• **Source text**:
▼▼▼
I honestly don't care if some one feeds live food or not, i was just stating what ive read...


----------



## Colin (Sep 13, 2012)

On the subject of live feeding, I think it has a small place in the hobby to get a hatchling to feed when all else fails, but should be used as a last resort and only for unfeeding young reptiles. All effort should be made to wean them onto freshly killed or thawed food if it's ever necessary to use a live feed to assist a hatchie when all else has failed. There's no excuse feeding yearlings or adults live feeds and the "they won't feed on anything else" is BS and a lack of understanding of husbandry techniques and lack of effort. If a hatcie takes a live pinky (when all else was tried and failed) they will usually always take a second thawed pinky immediately after it. One or two feeds like this and they are feeding on thawed or fresh killed (humanely) and there's no further need for a live feed. 

Feeding captive adult reptiles live rodents is dangerous to the reptile and unecessarily cruel to the food item. And in my opinion done by sadistic people who get a "thrill" from this and like to show off to their "mates" etc. these people have little respect for life, their reptiles and no skills with acceptable husbandry methods. Unfortunately this happens far too often and education is the only answer. Freshly killed rodents offered in the correct way will almost always be taken first attempt by a snake that's supposed to only take "live" If they're fed freshly killed thats body warm and wiggled when offered with tongs there's not much difference for the snake that's supposed to only "take live" which is a load of crap in my opinion.


----------



## Pythoninfinite (Sep 13, 2012)

Colin said:


> Madaz - do you mind me asking who is your collector mate that supplied snake ranch with their breeding stock 15 years ago?
> 
> 
> 
> ...



Snake Ranch was in receipt of a number of W/C WA reptiles AFTER the introduction of legal collecting in WA in March 2003, and JW spent time in WA with licensed collectors selecting particular animals as potential breeding stock and importing them into NSW. It wasn't 10-15 years ago. I was a dealer in WA at the time.

Jamie


----------



## Colin (Sep 13, 2012)
▲▲▲
• **Problem description**:
Reproduce the forum thread on feeding live food to reptiles word for word, in full.

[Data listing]
▼▼▼
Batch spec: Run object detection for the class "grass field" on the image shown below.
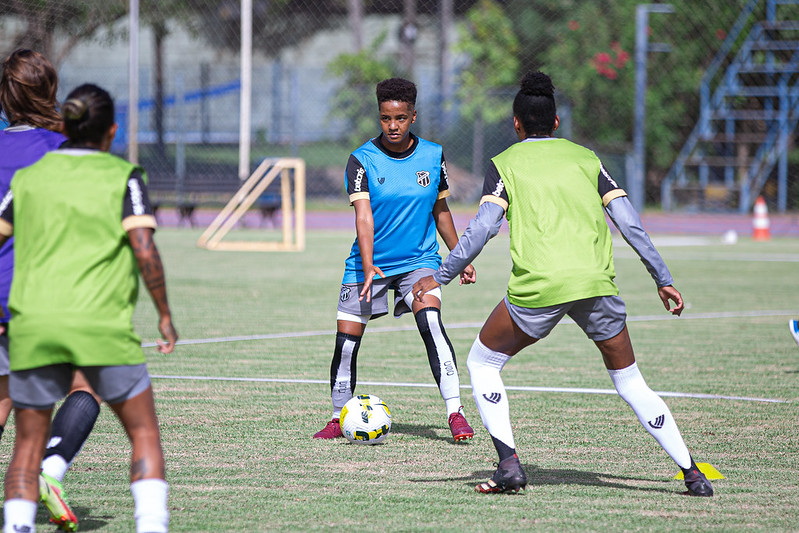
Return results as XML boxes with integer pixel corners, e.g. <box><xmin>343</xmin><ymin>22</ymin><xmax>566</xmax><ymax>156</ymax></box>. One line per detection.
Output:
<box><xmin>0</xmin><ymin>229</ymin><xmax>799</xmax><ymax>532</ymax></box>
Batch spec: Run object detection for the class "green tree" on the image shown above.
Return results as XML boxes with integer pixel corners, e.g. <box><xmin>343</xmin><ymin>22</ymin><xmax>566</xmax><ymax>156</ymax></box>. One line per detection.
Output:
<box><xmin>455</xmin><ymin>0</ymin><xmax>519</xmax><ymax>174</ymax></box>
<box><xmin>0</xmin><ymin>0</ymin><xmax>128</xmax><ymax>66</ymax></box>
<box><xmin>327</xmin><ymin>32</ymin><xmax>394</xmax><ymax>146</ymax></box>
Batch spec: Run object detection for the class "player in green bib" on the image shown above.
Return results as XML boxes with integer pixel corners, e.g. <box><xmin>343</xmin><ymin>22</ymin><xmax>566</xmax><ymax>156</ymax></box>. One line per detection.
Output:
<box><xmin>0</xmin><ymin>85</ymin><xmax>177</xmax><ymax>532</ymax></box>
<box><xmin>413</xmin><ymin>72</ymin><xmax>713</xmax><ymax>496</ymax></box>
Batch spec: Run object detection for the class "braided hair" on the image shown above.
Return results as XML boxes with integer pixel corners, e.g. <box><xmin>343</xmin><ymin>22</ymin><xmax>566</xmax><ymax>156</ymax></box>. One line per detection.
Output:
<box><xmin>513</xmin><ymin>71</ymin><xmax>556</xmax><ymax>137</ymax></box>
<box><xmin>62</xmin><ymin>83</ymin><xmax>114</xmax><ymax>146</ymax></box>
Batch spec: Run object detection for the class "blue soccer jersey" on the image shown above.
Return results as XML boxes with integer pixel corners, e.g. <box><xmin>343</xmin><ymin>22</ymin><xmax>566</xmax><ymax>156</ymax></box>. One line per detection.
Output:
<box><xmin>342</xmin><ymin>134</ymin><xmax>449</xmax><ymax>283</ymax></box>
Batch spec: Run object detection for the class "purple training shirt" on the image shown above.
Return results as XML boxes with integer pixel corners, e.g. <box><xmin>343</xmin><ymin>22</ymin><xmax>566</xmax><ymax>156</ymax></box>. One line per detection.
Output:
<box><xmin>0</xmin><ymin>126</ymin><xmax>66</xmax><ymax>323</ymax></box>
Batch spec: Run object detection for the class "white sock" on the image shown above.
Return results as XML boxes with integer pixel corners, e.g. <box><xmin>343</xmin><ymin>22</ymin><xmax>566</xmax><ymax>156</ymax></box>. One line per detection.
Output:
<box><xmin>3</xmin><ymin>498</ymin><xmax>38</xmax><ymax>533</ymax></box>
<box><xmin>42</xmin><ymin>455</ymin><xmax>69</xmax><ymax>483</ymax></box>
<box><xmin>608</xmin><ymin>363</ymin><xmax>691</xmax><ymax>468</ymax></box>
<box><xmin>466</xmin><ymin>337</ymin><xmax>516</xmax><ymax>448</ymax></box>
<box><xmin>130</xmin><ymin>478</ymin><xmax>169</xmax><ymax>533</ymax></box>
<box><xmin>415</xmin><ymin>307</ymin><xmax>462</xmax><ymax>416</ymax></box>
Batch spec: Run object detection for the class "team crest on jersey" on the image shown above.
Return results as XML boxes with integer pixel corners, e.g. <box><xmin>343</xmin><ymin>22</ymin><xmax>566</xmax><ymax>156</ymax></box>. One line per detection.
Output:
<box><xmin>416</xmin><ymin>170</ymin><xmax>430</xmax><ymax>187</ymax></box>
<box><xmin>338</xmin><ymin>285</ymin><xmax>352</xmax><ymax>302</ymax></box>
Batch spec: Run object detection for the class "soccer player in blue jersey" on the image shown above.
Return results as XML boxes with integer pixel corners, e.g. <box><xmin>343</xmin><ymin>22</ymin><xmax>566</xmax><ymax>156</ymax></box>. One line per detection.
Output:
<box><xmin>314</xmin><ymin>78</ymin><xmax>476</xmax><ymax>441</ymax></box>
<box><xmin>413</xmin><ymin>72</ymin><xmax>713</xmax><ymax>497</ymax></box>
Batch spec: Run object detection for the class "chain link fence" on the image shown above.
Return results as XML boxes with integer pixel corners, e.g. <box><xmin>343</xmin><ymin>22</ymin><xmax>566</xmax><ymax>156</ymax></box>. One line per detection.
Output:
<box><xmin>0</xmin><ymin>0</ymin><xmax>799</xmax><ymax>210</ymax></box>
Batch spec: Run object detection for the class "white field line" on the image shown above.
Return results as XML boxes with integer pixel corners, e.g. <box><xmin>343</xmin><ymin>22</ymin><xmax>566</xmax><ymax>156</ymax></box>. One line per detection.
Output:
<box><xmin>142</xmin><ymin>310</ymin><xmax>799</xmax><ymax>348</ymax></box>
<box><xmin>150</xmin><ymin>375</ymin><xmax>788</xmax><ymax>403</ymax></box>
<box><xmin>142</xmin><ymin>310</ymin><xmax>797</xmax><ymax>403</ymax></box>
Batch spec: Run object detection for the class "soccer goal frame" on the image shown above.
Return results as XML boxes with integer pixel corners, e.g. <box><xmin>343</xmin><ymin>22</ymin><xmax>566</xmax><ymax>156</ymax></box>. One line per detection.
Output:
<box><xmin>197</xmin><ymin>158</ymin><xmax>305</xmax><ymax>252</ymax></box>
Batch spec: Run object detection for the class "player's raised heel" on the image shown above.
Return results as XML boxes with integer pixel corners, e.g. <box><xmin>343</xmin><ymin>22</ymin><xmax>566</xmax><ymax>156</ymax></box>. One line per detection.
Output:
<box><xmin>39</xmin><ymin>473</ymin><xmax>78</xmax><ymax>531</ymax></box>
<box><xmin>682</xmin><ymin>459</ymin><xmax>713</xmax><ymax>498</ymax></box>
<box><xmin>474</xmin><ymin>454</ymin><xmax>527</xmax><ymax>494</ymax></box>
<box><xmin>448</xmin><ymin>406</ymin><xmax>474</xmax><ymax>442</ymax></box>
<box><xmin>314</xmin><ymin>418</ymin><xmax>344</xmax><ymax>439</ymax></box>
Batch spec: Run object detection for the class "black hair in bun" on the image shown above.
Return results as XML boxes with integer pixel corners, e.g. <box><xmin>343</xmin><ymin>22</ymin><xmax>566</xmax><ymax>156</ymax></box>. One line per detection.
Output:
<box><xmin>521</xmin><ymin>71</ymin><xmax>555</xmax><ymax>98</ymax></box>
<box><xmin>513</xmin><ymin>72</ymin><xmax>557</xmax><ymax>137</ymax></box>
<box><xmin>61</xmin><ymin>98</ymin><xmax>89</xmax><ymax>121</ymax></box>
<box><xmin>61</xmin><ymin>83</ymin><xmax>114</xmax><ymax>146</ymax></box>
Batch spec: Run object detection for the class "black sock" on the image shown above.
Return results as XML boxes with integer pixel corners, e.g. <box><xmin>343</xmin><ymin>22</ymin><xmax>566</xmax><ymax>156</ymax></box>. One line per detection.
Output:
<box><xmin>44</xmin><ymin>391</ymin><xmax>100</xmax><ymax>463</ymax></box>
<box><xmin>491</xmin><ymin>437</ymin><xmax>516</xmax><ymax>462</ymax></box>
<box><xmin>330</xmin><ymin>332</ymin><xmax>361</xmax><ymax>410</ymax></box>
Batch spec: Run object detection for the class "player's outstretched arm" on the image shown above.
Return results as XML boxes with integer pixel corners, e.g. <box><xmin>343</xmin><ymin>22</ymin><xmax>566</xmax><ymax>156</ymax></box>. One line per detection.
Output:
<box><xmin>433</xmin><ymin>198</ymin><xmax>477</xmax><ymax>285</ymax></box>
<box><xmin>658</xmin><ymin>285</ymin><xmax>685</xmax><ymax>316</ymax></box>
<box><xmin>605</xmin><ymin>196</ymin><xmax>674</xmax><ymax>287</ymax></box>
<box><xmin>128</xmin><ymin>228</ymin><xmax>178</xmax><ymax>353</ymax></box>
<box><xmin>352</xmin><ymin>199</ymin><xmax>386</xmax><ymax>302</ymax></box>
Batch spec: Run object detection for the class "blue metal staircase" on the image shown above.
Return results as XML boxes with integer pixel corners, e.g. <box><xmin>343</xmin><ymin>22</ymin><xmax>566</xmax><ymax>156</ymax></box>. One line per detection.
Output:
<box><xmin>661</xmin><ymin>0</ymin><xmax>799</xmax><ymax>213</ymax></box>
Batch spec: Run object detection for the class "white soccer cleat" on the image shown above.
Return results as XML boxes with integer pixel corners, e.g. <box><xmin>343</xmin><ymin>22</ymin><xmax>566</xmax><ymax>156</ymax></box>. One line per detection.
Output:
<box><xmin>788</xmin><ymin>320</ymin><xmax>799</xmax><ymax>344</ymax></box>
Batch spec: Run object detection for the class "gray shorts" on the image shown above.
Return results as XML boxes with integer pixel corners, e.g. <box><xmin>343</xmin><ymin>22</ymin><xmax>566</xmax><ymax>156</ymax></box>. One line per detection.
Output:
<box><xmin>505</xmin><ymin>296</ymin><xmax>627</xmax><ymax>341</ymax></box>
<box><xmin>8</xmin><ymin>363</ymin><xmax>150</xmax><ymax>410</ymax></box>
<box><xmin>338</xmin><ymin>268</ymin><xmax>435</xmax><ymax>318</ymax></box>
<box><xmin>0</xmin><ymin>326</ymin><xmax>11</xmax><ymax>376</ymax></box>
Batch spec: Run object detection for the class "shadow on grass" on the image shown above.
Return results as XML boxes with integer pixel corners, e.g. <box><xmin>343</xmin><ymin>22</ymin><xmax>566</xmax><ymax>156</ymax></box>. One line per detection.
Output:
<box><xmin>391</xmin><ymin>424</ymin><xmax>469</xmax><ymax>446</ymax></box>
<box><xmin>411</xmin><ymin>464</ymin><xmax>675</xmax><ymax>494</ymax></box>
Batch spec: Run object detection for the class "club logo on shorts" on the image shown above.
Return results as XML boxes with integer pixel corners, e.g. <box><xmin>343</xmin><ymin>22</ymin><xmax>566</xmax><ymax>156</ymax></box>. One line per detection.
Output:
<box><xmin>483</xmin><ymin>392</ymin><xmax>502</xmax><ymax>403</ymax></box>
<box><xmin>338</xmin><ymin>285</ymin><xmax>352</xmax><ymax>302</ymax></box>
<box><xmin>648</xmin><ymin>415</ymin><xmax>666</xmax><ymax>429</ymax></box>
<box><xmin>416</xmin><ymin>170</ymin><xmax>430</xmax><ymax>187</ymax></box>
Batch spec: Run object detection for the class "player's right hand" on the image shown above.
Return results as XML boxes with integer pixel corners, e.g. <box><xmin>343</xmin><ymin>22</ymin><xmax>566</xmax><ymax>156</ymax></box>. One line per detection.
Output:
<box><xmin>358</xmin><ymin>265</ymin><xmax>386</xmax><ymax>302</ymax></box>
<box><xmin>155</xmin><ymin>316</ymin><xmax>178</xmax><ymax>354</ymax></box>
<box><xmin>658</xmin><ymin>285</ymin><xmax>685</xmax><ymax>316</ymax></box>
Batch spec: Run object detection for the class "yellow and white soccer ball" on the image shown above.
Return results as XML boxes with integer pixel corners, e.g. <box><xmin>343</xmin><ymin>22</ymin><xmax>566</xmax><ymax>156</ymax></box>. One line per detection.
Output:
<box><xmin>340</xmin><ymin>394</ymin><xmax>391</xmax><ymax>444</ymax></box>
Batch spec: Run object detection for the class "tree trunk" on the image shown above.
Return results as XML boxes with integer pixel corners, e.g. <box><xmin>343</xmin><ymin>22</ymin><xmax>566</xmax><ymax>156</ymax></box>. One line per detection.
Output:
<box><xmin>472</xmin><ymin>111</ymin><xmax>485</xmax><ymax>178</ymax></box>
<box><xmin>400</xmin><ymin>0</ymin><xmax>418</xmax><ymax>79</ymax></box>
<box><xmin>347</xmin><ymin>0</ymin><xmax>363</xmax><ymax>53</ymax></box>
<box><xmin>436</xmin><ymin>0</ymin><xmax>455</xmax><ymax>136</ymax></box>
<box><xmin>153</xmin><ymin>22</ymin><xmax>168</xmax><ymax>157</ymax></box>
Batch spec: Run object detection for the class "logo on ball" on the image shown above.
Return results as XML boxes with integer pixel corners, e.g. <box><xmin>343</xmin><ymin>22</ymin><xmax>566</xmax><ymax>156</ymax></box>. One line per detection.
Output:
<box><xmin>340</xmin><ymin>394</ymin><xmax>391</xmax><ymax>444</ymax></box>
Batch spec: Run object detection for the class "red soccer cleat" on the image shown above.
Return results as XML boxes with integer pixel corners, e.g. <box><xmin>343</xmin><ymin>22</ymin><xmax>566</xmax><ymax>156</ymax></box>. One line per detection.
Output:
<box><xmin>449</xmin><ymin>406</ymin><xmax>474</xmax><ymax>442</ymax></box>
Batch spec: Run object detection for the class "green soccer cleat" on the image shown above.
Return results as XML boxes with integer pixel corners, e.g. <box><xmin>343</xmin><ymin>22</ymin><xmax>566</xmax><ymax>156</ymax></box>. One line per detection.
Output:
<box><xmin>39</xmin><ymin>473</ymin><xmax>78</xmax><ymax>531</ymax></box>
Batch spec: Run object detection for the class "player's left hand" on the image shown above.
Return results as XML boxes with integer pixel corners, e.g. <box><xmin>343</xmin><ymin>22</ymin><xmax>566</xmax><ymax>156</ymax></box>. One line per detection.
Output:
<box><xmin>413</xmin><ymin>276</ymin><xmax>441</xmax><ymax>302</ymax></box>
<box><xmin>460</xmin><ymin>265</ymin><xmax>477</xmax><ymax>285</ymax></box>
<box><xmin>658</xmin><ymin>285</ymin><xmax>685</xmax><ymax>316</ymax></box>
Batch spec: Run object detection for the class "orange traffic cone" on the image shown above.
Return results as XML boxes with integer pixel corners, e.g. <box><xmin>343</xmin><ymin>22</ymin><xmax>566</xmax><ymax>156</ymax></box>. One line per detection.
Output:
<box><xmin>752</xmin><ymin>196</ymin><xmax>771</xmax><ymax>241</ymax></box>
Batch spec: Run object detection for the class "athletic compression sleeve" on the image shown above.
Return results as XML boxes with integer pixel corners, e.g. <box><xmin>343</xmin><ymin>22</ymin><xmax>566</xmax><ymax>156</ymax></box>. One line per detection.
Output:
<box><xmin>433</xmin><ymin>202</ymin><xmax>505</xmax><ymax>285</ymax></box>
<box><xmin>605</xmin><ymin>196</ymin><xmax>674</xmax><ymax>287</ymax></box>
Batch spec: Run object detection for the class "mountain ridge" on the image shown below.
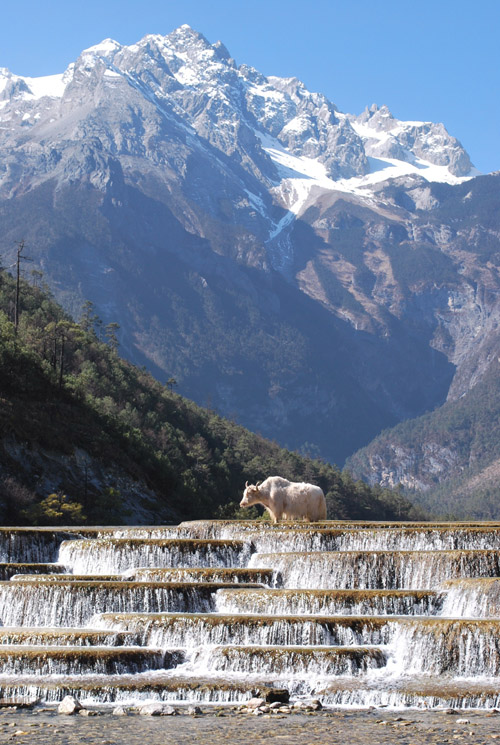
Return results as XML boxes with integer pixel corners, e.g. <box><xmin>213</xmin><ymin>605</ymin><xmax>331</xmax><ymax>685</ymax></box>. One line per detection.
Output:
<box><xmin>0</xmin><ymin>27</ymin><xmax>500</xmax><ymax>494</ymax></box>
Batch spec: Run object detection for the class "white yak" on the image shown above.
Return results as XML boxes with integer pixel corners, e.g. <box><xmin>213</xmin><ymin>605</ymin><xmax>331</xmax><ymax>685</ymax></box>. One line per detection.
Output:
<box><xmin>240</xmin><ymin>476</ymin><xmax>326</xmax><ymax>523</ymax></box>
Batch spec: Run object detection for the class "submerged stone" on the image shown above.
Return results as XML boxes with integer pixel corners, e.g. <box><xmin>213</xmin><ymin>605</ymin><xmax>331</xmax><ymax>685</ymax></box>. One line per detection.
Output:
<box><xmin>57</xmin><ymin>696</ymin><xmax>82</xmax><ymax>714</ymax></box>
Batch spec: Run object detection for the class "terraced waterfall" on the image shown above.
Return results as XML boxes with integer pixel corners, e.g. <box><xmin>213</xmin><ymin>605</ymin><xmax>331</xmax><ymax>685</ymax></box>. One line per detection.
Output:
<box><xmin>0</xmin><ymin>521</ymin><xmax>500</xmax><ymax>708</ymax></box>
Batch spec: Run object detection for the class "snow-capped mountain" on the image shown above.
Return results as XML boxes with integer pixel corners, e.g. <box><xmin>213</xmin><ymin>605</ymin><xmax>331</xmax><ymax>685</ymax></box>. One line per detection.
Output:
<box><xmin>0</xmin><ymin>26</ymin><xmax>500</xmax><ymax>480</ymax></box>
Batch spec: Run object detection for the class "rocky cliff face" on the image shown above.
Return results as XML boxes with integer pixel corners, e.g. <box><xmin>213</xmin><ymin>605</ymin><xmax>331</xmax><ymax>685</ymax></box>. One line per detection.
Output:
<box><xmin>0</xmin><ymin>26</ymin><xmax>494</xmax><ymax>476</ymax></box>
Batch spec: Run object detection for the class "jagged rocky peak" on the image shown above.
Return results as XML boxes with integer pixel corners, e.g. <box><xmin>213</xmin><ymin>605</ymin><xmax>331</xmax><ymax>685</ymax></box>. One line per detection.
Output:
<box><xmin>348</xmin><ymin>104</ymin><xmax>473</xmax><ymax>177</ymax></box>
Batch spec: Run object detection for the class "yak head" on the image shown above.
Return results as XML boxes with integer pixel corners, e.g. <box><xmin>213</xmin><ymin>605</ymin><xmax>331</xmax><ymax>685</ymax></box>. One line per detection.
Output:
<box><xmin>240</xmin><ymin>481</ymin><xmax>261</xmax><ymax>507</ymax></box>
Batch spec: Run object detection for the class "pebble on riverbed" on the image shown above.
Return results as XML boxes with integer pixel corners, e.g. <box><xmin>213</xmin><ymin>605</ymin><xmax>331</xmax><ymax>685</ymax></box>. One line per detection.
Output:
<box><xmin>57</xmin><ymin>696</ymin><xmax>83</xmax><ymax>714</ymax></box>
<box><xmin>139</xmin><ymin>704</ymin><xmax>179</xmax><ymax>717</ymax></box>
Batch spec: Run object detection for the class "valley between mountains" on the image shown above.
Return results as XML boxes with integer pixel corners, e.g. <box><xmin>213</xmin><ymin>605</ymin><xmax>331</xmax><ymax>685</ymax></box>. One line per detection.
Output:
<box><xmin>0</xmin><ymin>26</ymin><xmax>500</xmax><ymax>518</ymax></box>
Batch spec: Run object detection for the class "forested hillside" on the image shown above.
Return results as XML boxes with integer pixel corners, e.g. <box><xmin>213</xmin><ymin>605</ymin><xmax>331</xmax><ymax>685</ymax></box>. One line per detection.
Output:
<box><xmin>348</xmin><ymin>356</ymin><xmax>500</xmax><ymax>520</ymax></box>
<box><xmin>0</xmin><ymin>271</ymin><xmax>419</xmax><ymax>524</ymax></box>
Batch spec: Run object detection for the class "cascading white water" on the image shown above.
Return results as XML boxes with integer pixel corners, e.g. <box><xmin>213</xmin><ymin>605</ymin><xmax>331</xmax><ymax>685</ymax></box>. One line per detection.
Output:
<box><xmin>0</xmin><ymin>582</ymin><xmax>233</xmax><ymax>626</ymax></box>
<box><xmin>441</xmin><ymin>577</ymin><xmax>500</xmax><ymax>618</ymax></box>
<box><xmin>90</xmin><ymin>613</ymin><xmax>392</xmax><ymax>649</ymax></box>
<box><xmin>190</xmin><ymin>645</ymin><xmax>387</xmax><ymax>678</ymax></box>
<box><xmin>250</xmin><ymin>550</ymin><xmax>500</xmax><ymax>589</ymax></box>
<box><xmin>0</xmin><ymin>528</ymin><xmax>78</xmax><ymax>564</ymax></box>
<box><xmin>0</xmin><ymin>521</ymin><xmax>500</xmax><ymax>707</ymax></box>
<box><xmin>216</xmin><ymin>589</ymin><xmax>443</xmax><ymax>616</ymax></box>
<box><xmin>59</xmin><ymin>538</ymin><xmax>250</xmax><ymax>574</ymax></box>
▲▲▲
• **Answer below**:
I honestly don't care if some one feeds live food or not, i was just stating what ive read...


----------



## Colin (Sep 13, 2012)

On the subject of live feeding, I think it has a small place in the hobby to get a hatchling to feed when all else fails, but should be used as a last resort and only for unfeeding young reptiles. All effort should be made to wean them onto freshly killed or thawed food if it's ever necessary to use a live feed to assist a hatchie when all else has failed. There's no excuse feeding yearlings or adults live feeds and the "they won't feed on anything else" is BS and a lack of understanding of husbandry techniques and lack of effort. If a hatcie takes a live pinky (when all else was tried and failed) they will usually always take a second thawed pinky immediately after it. One or two feeds like this and they are feeding on thawed or fresh killed (humanely) and there's no further need for a live feed. 

Feeding captive adult reptiles live rodents is dangerous to the reptile and unecessarily cruel to the food item. And in my opinion done by sadistic people who get a "thrill" from this and like to show off to their "mates" etc. these people have little respect for life, their reptiles and no skills with acceptable husbandry methods. Unfortunately this happens far too often and education is the only answer. Freshly killed rodents offered in the correct way will almost always be taken first attempt by a snake that's supposed to only take "live" If they're fed freshly killed thats body warm and wiggled when offered with tongs there's not much difference for the snake that's supposed to only "take live" which is a load of crap in my opinion.


----------



## Pythoninfinite (Sep 13, 2012)

Colin said:


> Madaz - do you mind me asking who is your collector mate that supplied snake ranch with their breeding stock 15 years ago?
> 
> 
> 
> ...



Snake Ranch was in receipt of a number of W/C WA reptiles AFTER the introduction of legal collecting in WA in March 2003, and JW spent time in WA with licensed collectors selecting particular animals as potential breeding stock and importing them into NSW. It wasn't 10-15 years ago. I was a dealer in WA at the time.

Jamie


----------



## Colin (Sep 13, 2012)